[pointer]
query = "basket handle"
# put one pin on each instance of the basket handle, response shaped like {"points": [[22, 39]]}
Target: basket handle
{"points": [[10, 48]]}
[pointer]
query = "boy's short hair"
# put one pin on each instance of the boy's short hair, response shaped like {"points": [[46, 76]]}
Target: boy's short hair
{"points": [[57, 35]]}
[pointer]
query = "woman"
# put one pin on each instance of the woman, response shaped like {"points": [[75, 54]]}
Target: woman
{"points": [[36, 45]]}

********************

◆ WHAT IS ASKED:
Copy all of the records above line for line, changing nothing.

◆ FULL OUTPUT:
[pointer]
query = "basket handle"
# put one pin on each instance of the basket handle, response shaped like {"points": [[22, 39]]}
Target: basket handle
{"points": [[10, 48]]}
[pointer]
query = "boy's short hair"
# put one pin on each instance of the boy's short hair, response shaped like {"points": [[46, 76]]}
Target: boy's short hair
{"points": [[57, 35]]}
[pointer]
query = "woman"
# put one pin on each instance of the woman, response shaped like {"points": [[75, 54]]}
Target: woman
{"points": [[36, 45]]}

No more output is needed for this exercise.